Problem to solve -> Each of the records below must be reproduced verbatim.

Dataset excerpts below:

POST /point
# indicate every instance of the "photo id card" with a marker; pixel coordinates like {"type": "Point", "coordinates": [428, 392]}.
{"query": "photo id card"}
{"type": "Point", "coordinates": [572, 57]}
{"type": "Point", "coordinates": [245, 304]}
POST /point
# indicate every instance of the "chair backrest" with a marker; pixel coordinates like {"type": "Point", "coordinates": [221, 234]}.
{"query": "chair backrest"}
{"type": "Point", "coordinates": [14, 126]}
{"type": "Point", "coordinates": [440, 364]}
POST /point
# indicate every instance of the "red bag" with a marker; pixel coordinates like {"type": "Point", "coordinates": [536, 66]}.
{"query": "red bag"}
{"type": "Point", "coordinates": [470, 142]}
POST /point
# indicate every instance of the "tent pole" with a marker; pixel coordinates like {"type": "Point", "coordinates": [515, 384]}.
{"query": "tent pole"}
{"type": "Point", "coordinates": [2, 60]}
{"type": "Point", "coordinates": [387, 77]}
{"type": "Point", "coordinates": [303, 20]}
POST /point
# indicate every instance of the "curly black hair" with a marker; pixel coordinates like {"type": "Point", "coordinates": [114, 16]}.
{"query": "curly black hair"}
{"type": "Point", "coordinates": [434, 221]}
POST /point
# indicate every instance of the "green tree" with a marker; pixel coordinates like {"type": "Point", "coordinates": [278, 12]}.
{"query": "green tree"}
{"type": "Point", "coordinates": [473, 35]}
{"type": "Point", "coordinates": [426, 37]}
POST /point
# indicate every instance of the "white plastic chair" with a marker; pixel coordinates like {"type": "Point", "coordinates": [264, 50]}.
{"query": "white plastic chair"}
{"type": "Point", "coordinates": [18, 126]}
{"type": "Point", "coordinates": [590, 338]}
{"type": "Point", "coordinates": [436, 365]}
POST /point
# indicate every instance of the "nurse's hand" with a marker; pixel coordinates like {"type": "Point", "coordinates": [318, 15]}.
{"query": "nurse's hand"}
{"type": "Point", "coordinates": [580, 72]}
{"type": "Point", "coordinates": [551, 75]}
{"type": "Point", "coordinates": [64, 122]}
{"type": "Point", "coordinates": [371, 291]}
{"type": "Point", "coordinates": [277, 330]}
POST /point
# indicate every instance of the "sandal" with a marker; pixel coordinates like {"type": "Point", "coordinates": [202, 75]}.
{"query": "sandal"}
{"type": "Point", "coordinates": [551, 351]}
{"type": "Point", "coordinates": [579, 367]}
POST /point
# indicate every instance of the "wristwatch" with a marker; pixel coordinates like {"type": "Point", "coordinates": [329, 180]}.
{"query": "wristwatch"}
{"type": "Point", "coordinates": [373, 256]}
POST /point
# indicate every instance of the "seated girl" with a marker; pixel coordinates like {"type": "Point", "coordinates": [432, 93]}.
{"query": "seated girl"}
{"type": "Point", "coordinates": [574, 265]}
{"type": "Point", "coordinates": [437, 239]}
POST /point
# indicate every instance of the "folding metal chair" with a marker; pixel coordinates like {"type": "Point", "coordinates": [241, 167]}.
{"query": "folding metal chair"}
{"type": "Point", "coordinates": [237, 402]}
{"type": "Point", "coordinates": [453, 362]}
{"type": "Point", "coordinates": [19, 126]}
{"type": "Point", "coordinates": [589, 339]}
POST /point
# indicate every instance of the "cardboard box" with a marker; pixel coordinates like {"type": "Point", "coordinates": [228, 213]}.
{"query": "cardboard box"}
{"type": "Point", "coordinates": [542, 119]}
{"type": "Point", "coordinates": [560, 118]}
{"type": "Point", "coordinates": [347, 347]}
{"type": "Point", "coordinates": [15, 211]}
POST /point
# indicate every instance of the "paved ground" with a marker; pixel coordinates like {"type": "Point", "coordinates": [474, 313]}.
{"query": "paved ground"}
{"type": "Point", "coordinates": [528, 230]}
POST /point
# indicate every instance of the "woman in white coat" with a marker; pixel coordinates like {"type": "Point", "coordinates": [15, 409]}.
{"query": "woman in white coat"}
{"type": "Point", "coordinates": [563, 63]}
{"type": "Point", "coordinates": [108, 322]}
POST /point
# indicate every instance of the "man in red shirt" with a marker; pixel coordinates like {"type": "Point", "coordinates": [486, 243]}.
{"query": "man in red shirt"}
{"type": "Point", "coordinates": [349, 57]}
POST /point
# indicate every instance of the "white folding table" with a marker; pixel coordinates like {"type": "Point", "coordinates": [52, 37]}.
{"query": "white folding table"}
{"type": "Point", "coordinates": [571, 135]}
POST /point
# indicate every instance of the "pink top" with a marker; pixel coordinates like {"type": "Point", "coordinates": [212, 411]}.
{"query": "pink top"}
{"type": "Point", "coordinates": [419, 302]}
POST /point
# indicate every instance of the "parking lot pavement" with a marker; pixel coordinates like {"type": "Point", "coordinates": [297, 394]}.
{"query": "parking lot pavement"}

End of Dataset excerpts.

Written solution ->
POST /point
# indicate every instance of the "photo id card" with a marker; pixel coordinates like {"type": "Point", "coordinates": [428, 392]}.
{"query": "photo id card"}
{"type": "Point", "coordinates": [572, 57]}
{"type": "Point", "coordinates": [245, 304]}
POST /point
# indicate every instance of the "chair backrest" with a marker; pixel coordinates like {"type": "Point", "coordinates": [221, 234]}.
{"query": "chair backrest"}
{"type": "Point", "coordinates": [14, 126]}
{"type": "Point", "coordinates": [440, 364]}
POST /point
# indicate every instance of the "red bag" with a marker; pixel coordinates like {"type": "Point", "coordinates": [536, 66]}.
{"query": "red bag"}
{"type": "Point", "coordinates": [470, 142]}
POST /point
# indicate every instance of the "tent pole" with a marker; pixel coordinates like {"type": "Point", "coordinates": [515, 384]}.
{"query": "tent pole"}
{"type": "Point", "coordinates": [2, 60]}
{"type": "Point", "coordinates": [387, 77]}
{"type": "Point", "coordinates": [303, 20]}
POST /point
# indicate every instance of the "curly black hair" with a marker; pixel coordinates like {"type": "Point", "coordinates": [114, 16]}.
{"query": "curly black hair"}
{"type": "Point", "coordinates": [434, 221]}
POST /point
# indicate every instance of the "green tree" with a marker; pixel coordinates like {"type": "Point", "coordinates": [278, 12]}.
{"query": "green tree"}
{"type": "Point", "coordinates": [473, 35]}
{"type": "Point", "coordinates": [426, 37]}
POST /point
# indicate every instance of the "white plastic chair" with a marker; pixel coordinates like {"type": "Point", "coordinates": [264, 50]}.
{"query": "white plastic chair"}
{"type": "Point", "coordinates": [18, 126]}
{"type": "Point", "coordinates": [590, 338]}
{"type": "Point", "coordinates": [436, 365]}
POST /point
# indicate every instance of the "nurse's hand" with a marker; pixel coordinates like {"type": "Point", "coordinates": [318, 15]}.
{"query": "nurse's hand"}
{"type": "Point", "coordinates": [580, 72]}
{"type": "Point", "coordinates": [551, 75]}
{"type": "Point", "coordinates": [64, 122]}
{"type": "Point", "coordinates": [371, 291]}
{"type": "Point", "coordinates": [277, 330]}
POST /point
# indicate every instance of the "sandal" with a marker; pixel coordinates like {"type": "Point", "coordinates": [202, 75]}.
{"query": "sandal"}
{"type": "Point", "coordinates": [551, 351]}
{"type": "Point", "coordinates": [579, 367]}
POST /point
# indicate every instance of the "wristwatch" with a marker; pixel coordinates like {"type": "Point", "coordinates": [329, 180]}.
{"query": "wristwatch"}
{"type": "Point", "coordinates": [373, 256]}
POST /point
# indicate every instance of the "seated girl" with a marker; pixel coordinates like {"type": "Point", "coordinates": [432, 93]}.
{"query": "seated girl"}
{"type": "Point", "coordinates": [574, 265]}
{"type": "Point", "coordinates": [437, 239]}
POST /point
# indicate every instance of the "folding metal chair" with a marker; pixel coordinates like {"type": "Point", "coordinates": [241, 167]}.
{"query": "folding metal chair"}
{"type": "Point", "coordinates": [237, 402]}
{"type": "Point", "coordinates": [453, 362]}
{"type": "Point", "coordinates": [19, 126]}
{"type": "Point", "coordinates": [589, 339]}
POST /point
# indicate every instance of the "cardboard box" with a marker; pixel coordinates like {"type": "Point", "coordinates": [228, 213]}.
{"query": "cardboard box"}
{"type": "Point", "coordinates": [542, 119]}
{"type": "Point", "coordinates": [560, 118]}
{"type": "Point", "coordinates": [347, 347]}
{"type": "Point", "coordinates": [15, 211]}
POST /point
# indicate every instance of the "paved ground" with a marker; pixel coordinates like {"type": "Point", "coordinates": [474, 313]}.
{"query": "paved ground"}
{"type": "Point", "coordinates": [528, 230]}
POST /point
# indicate every instance of the "woman in white coat" with a marker; pixel coordinates like {"type": "Point", "coordinates": [15, 409]}.
{"query": "woman in white coat"}
{"type": "Point", "coordinates": [563, 63]}
{"type": "Point", "coordinates": [108, 322]}
POST /point
# indicate every instance of the "man in red shirt" with a marker; pixel coordinates like {"type": "Point", "coordinates": [486, 243]}.
{"query": "man in red shirt"}
{"type": "Point", "coordinates": [349, 57]}
POST /point
# indicate every instance of the "white folding table" with a marker; pixel coordinates like {"type": "Point", "coordinates": [52, 37]}.
{"query": "white folding table"}
{"type": "Point", "coordinates": [571, 135]}
POST /point
# indicate every instance of the "pink top" with a marker; pixel coordinates like {"type": "Point", "coordinates": [212, 411]}.
{"query": "pink top"}
{"type": "Point", "coordinates": [419, 302]}
POST /point
# indicate every instance of the "parking lot pavement" with a marker; pixel coordinates like {"type": "Point", "coordinates": [297, 394]}.
{"query": "parking lot pavement"}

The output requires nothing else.